• Objectifs:
**1)** D'après le texte sur les actions de groupe, devant quel tribunal l'association assigne-t-elle le professionnel ?
**2)** Transcrivez tel quel, dans le texte sur les actions de groupe, le passage allant de « II – Les actions » jusqu'à « par le demandeur. ».

• Texte à lire:
II – Les actions de groupe devant le juge judiciaire et le juge administratif

A – L’action de groupe devant le juge judiciaire

Lorsque plusieurs personnes placées dans une situation similaire subissent un dommage causé par une même personne, ayant pour cause commune un manquement de même nature à ses obligations légales ou contractuelles, une action de groupe peut être exercée en justice au vu des cas individuels présentés par le demandeur.

Cette action peut être exercée en vue soit de la cessation du manquement, soit de l’engagement de la responsabilité de la personne ayant causé le dommage afin d’obtenir la réparation des préjudices subis, soit de ces deux fins. Afin d’éviter une concurrence excessive des actions, seules certaines associations peuvent exercer une action de groupe.

NB. Seules les associations agréées et les associations régulièrement déclarées depuis 5 ans au moins, dont l’objet statutaire comporte la défense d’intérêts auxquels il a été porté atteinte, peuvent exercer l’action de groupe. L’association assignera ensuite le professionnel auprès du tribunal de grande instance du lieu où siège le professionnel.

Il s’agit d’une différence majeure avec l’action de groupe de la loi Hamon1. En effet, l’article L. 623-1 du Code de la consommation, tel qu’issu de cette loi, prévoit que seules peuvent agir les associations de défense des consommateurs représentatives au niveau national et agréées en application de l’article L. 811-1 du Code de la consommation.

Sauf disposition contraire, l’action de groupe introduite devant le juge judiciaire – en l’occurrence le tribunal de grande instance – est régie selon les règles du Code de procédure civile dans un souci de cohérence globale des actions de groupe, de prévisibilité et de lisibilité du droit. Cette précision permet en outre de renvoyer aux règles applicables en matière de médiation, notamment extrajudiciaire, reprises dans le Code de procédure civile.

L’action de groupe n’est possible que pour certaines hypothèses limitativement énumérées.

On peut distinguer cinq types d’action. Sont soumises aux règles communes établies par la loi du 18 novembre 2016 les actions de groupe exercées en matière de discrimination2, de discrimination au travail, d’environnement, de données personnelles et dans le domaine de la santé. S’agissant de l’action de groupe en matière environnementale, le décret détermine les conditions d’agrément des associations dont l’objet statutaire comporte la défense des victimes de dommages corporels ou la défense des intérêts économiques de leurs membres. Le texte procède aussi aux coordinations nécessaires dans le Code de la santé publique.

• Matériel présenté:
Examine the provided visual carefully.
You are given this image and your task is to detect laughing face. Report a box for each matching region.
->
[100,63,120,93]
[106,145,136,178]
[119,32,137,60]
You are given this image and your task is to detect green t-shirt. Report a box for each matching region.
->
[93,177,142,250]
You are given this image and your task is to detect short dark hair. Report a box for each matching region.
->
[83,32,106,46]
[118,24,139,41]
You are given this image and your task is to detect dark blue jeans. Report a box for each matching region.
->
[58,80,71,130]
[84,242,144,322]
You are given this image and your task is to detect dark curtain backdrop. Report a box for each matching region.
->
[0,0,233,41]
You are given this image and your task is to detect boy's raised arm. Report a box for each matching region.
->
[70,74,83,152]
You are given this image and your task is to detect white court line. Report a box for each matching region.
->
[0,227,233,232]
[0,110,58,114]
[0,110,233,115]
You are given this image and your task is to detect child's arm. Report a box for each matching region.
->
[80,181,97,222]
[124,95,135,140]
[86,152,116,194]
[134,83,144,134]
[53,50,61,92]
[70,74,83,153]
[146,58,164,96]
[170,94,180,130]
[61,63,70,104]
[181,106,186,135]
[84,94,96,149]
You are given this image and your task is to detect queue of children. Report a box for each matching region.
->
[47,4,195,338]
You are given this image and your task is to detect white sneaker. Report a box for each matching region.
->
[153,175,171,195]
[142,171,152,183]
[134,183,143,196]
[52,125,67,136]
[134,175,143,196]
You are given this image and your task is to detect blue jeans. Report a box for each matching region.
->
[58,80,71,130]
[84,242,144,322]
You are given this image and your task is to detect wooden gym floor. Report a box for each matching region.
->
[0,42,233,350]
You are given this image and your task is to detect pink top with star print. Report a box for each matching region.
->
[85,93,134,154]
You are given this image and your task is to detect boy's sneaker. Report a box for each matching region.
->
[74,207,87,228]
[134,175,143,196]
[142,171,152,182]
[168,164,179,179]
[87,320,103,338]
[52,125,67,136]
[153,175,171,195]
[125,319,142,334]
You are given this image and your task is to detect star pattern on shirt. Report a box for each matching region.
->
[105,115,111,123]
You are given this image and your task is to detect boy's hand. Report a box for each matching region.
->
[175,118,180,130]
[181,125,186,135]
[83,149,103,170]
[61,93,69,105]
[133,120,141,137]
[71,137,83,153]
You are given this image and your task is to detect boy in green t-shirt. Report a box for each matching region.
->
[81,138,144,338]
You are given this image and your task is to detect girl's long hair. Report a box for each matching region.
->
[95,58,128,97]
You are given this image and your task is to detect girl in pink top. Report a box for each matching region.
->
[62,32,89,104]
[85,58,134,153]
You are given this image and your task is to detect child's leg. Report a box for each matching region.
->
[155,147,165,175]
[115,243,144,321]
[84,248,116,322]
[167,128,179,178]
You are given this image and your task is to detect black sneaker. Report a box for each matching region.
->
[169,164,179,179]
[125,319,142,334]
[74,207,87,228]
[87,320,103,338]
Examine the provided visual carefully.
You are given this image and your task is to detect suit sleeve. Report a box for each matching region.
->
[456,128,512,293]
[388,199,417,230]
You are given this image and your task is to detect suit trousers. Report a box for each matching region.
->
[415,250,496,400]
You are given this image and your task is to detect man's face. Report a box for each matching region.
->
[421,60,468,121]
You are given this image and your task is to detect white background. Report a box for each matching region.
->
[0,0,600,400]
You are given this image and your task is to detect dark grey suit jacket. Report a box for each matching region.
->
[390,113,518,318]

• Réponses complètes:
**1)** Devant le tribunal de grande instance du lieu où siège le professionnel.

**2)**
II – Les actions de groupe devant le juge judiciaire et le juge administratif

A – L’action de groupe devant le juge judiciaire

Lorsque plusieurs personnes placées dans une situation similaire subissent un dommage causé par une même personne, ayant pour cause commune un manquement de même nature à ses obligations légales ou contractuelles, une action de groupe peut être exercée en justice au vu des cas individuels présentés par le demandeur.